═══ Exercise input ═══

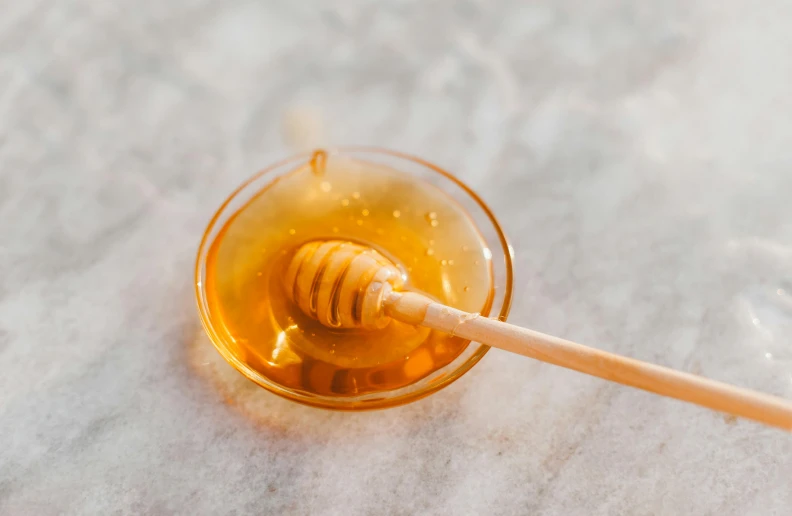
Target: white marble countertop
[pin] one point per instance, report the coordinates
(638, 154)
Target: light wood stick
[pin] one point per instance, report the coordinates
(417, 309)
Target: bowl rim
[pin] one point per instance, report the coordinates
(324, 401)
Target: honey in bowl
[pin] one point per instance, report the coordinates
(417, 226)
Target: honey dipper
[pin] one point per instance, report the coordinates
(347, 285)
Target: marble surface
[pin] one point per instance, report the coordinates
(637, 153)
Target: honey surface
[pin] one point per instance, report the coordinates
(417, 226)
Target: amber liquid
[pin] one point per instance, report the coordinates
(419, 227)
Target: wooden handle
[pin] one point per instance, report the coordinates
(416, 309)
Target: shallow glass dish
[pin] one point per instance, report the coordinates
(478, 212)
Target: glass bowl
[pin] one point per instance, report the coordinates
(479, 213)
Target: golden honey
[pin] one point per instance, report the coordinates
(417, 226)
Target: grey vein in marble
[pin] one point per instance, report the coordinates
(638, 154)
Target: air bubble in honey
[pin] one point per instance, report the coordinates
(272, 336)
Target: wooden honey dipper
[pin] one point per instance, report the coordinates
(347, 285)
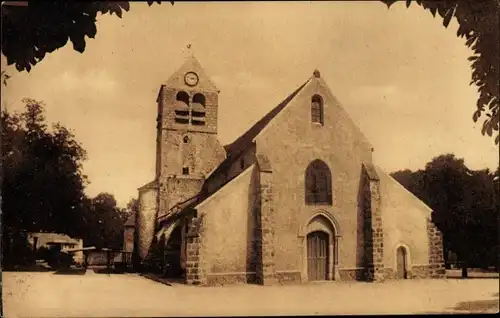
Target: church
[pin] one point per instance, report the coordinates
(296, 198)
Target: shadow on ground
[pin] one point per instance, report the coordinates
(27, 268)
(71, 271)
(112, 271)
(479, 306)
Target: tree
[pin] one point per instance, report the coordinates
(30, 32)
(465, 207)
(104, 222)
(42, 180)
(479, 23)
(131, 209)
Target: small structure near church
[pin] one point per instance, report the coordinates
(295, 198)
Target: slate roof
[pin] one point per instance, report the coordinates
(244, 141)
(233, 150)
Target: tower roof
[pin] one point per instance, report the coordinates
(191, 64)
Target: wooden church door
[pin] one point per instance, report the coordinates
(402, 261)
(317, 256)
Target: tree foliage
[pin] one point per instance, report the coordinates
(465, 206)
(31, 31)
(43, 182)
(104, 222)
(478, 23)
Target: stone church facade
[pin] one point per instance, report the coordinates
(296, 198)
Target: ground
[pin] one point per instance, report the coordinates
(99, 295)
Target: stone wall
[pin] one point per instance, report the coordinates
(291, 142)
(352, 274)
(128, 239)
(229, 240)
(194, 271)
(146, 220)
(436, 257)
(267, 223)
(374, 231)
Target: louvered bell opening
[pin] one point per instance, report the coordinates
(198, 110)
(181, 113)
(181, 120)
(198, 121)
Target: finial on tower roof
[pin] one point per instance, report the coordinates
(190, 50)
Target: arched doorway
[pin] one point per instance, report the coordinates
(401, 263)
(172, 267)
(317, 255)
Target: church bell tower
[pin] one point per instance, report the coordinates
(187, 149)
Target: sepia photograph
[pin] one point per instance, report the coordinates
(249, 158)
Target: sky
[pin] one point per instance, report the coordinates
(402, 77)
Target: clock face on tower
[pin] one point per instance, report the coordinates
(191, 78)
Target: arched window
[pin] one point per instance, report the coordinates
(183, 97)
(317, 109)
(199, 98)
(198, 110)
(318, 185)
(182, 108)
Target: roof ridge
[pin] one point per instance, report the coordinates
(245, 139)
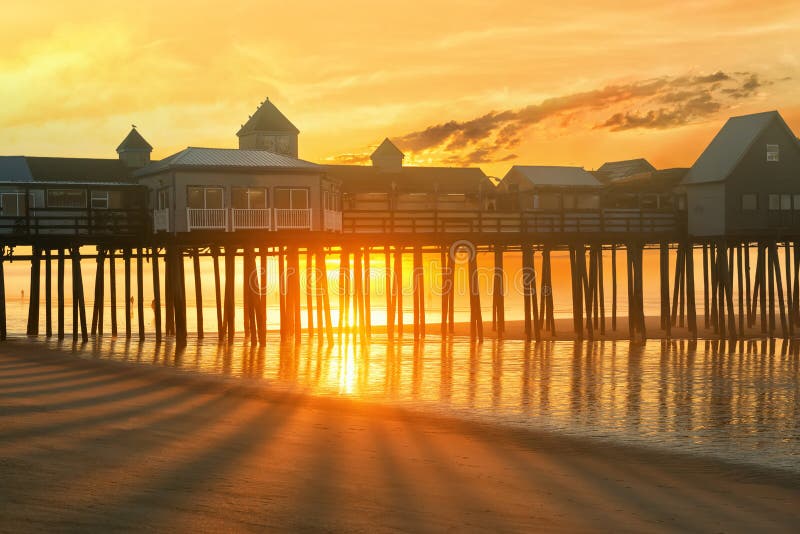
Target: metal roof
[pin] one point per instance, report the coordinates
(267, 118)
(729, 146)
(14, 169)
(370, 179)
(226, 157)
(78, 170)
(544, 175)
(614, 170)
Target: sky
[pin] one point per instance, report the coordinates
(466, 83)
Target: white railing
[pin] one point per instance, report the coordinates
(293, 219)
(333, 220)
(249, 219)
(206, 219)
(161, 220)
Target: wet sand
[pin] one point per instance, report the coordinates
(98, 445)
(564, 330)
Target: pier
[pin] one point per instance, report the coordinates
(248, 208)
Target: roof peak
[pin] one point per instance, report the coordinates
(134, 141)
(387, 148)
(267, 118)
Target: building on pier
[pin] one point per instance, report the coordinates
(218, 189)
(747, 181)
(542, 187)
(611, 171)
(387, 196)
(70, 196)
(651, 190)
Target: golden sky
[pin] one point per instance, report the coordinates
(488, 83)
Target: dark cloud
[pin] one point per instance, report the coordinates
(697, 107)
(656, 103)
(350, 159)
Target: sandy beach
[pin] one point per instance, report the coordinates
(102, 446)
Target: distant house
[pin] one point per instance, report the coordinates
(260, 186)
(537, 187)
(389, 189)
(612, 171)
(232, 189)
(51, 195)
(652, 190)
(747, 180)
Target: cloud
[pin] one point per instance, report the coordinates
(656, 103)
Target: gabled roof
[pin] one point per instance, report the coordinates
(195, 157)
(14, 169)
(74, 170)
(267, 118)
(134, 141)
(387, 148)
(553, 176)
(614, 170)
(730, 145)
(368, 179)
(660, 181)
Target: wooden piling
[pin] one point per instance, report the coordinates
(229, 314)
(140, 292)
(691, 308)
(613, 287)
(476, 321)
(3, 326)
(156, 292)
(48, 292)
(112, 280)
(127, 272)
(33, 293)
(198, 290)
(60, 293)
(79, 301)
(217, 292)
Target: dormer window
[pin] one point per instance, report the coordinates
(772, 152)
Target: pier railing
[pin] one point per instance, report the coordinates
(293, 219)
(251, 219)
(76, 221)
(161, 220)
(206, 219)
(539, 221)
(333, 220)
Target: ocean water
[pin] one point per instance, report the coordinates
(738, 403)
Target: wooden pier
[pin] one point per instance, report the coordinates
(737, 300)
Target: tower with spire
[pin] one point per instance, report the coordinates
(269, 129)
(134, 151)
(387, 157)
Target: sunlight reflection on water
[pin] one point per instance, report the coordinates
(739, 404)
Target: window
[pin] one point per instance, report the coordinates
(289, 198)
(329, 201)
(772, 152)
(162, 201)
(252, 198)
(774, 202)
(750, 201)
(66, 198)
(13, 204)
(100, 200)
(205, 198)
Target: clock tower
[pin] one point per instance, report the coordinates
(268, 129)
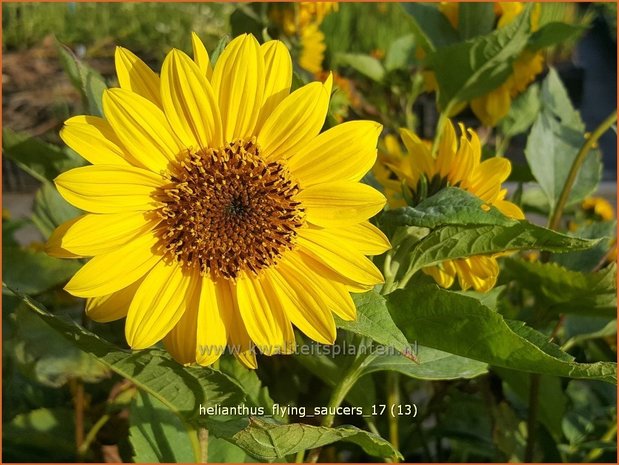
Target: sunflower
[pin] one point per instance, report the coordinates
(456, 164)
(217, 214)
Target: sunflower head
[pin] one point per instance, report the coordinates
(217, 213)
(457, 164)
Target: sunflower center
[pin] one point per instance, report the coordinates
(227, 210)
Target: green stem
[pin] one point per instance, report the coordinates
(393, 399)
(532, 417)
(78, 404)
(555, 219)
(337, 397)
(203, 440)
(440, 126)
(92, 434)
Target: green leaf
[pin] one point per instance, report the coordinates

═══

**Aim:**
Copy out all of the material exactly as written, without its pictures.

**Solution to this task:**
Target: white marble countertop
[pin] one point per instance, report the coordinates
(638, 154)
Target: light wood stick
[pin] one point per instance, report the coordinates
(417, 309)
Target: bowl rim
[pin] one point per instance, report the coordinates
(324, 401)
Target: honey in bowl
[pin] one point per instance, report the coordinates
(417, 226)
Target: honey dipper
[pin] one point per instance, report the coordinates
(347, 285)
Target: marble surface
[pin] one point per instance, report the coordinates
(637, 153)
Target: honey surface
[pin] one point per instance, report the coordinates
(417, 226)
Target: amber liquid
[pin] one point per instance, report the coordinates
(419, 227)
Target: wooden handle
[pin] one point per instance, report the coordinates
(416, 309)
Target: shallow glass dish
[pin] one point per instance, report the coordinates
(478, 212)
Target: glass bowl
[pin] one point per instance, report the coordinates
(479, 213)
Target: golden honey
[pin] one point per instance, report the coordinates
(417, 226)
Target: grey vein in marble
[pin] one point per instance, report the coordinates
(638, 154)
Target: air bubble in honey
[pin] one point per instance, report the coordinates
(272, 336)
Target: wooden honey dipper
[pin] one point per instance, report the coordinates
(347, 285)
Target: church
[pin] one point per instance, report the coordinates
(296, 198)
Target: shadow on ground
[pin] one point per instance, report the coordinates
(27, 268)
(71, 271)
(112, 271)
(479, 306)
Target: tree
[pin] one point per instance, report the coordinates
(30, 32)
(465, 207)
(104, 222)
(42, 180)
(479, 23)
(131, 209)
Target: small structure near church
[pin] one point per instance, report the coordinates
(295, 198)
Target: slate roof
[pin] one point per instance, report the coordinates
(244, 141)
(233, 150)
Target: tower roof
[pin] one point per instance, report the coordinates
(191, 64)
Target: wooden church door
[pin] one point per instance, report the coordinates
(402, 261)
(317, 256)
Target: tree foliage
[pin] one point per instance, report the coordinates
(465, 206)
(31, 31)
(43, 182)
(104, 222)
(478, 23)
Target: stone church facade
[pin] one point per instance, report the coordinates
(296, 198)
Target: ground
[pin] one point per instance, report the coordinates
(99, 295)
Target: stone wall
[pin] one point per instance, report the coordinates
(291, 142)
(352, 274)
(128, 239)
(229, 240)
(194, 271)
(146, 220)
(436, 257)
(267, 223)
(374, 231)
Target: louvered bell opening
[pin] one point per instance, report the coordinates
(198, 110)
(181, 113)
(181, 120)
(198, 121)
Target: finial on tower roof
[pin] one point per instance, report the coordinates
(190, 50)
Target: arched doorway
[pin] one point per instance, report the coordinates
(401, 263)
(172, 267)
(317, 255)
Target: church bell tower
[pin] one point per instance, report the coordinates
(187, 149)
Target: sepia photograph
[pin] one point per instance, report the coordinates
(249, 158)
Target: sky
[pin] one point per instance, report the coordinates
(402, 77)
Target: clock face on tower
[pin] one point per instance, report the coordinates
(191, 78)
Target: arched window
[pin] one point per instance, report the coordinates
(183, 97)
(317, 109)
(199, 98)
(198, 110)
(318, 185)
(182, 108)
Target: roof ridge
[pin] one point per instance, report the coordinates
(245, 139)
Target: metal roof
[pin] one point per instance, report the coordinates
(267, 118)
(729, 146)
(14, 169)
(370, 179)
(226, 157)
(78, 170)
(544, 175)
(614, 170)
Target: sky
[pin] one point per instance, report the coordinates
(466, 83)
Target: white railing
[pin] one point per instance, report the coordinates
(293, 219)
(333, 220)
(249, 219)
(206, 219)
(161, 220)
Target: wet sand
[pin] one point per instance, report the coordinates
(98, 445)
(564, 330)
Target: pier
[pin] one point per instance, report the coordinates
(248, 208)
Target: roof peak
[pin] one point per instance, report the coordinates
(134, 141)
(387, 148)
(267, 118)
Target: building on pier
[pin] one point per instance, report the coordinates
(218, 189)
(747, 181)
(542, 187)
(611, 171)
(387, 196)
(70, 196)
(651, 190)
Target: golden sky
[pin] one point per instance, report the coordinates
(488, 83)
Target: dark cloud
[pin] one point per instance, report the coordinates
(697, 107)
(656, 103)
(350, 159)
Target: sandy beach
[pin] one point per instance, report the coordinates
(102, 446)
Target: distant house
[pin] one point per instance, report the coordinates
(260, 186)
(537, 187)
(389, 189)
(612, 171)
(232, 189)
(51, 195)
(652, 190)
(747, 180)
Target: cloud
[pin] one point per instance, report the coordinates
(656, 103)
Target: gabled roof
[pin] one point per instance, report the coordinates
(195, 157)
(14, 169)
(74, 170)
(267, 118)
(134, 141)
(387, 148)
(553, 176)
(614, 170)
(730, 145)
(368, 179)
(660, 181)
Target: wooden piling
[pin] one point per instance, report the coordinates
(229, 314)
(140, 292)
(691, 308)
(613, 287)
(476, 321)
(3, 326)
(156, 292)
(48, 292)
(112, 280)
(127, 272)
(33, 293)
(198, 290)
(60, 293)
(79, 301)
(217, 292)
Target: dormer window
[pin] one point per instance, report the coordinates
(772, 152)
Target: pier railing
[pin] one point per instance, report the coordinates
(293, 219)
(251, 219)
(76, 221)
(161, 220)
(206, 219)
(539, 221)
(333, 220)
Target: ocean water
[pin] one point per instance, report the coordinates
(738, 403)
Target: wooden pier
[pin] one point per instance, report the coordinates
(737, 300)
Target: tower with spire
[pin] one point per instance, report the coordinates
(269, 129)
(134, 151)
(387, 157)
Target: sunlight reflection on water
[pin] one point per instance, report the coordinates
(739, 404)
Target: window
[pin] one point per instance, report the coordinates
(289, 198)
(329, 201)
(772, 152)
(162, 201)
(252, 198)
(774, 202)
(750, 201)
(66, 198)
(13, 204)
(100, 200)
(205, 198)
Target: clock tower
[pin] one point per instance, report the coordinates
(268, 129)
Target: sunflower
[pin] one point per instance, report the coordinates
(456, 164)
(217, 214)
Target: sunflower head
[pin] one point per instance, report the coordinates
(217, 213)
(457, 164)
Target: sunflower center
[pin] one point per instance, report the coordinates
(227, 210)
Target: green stem
[pin] one point per instance, report the coordinates
(393, 399)
(532, 417)
(78, 404)
(555, 219)
(337, 397)
(203, 440)
(440, 126)
(92, 434)
Target: green leaf
[pin] one point per instance, report the coordinates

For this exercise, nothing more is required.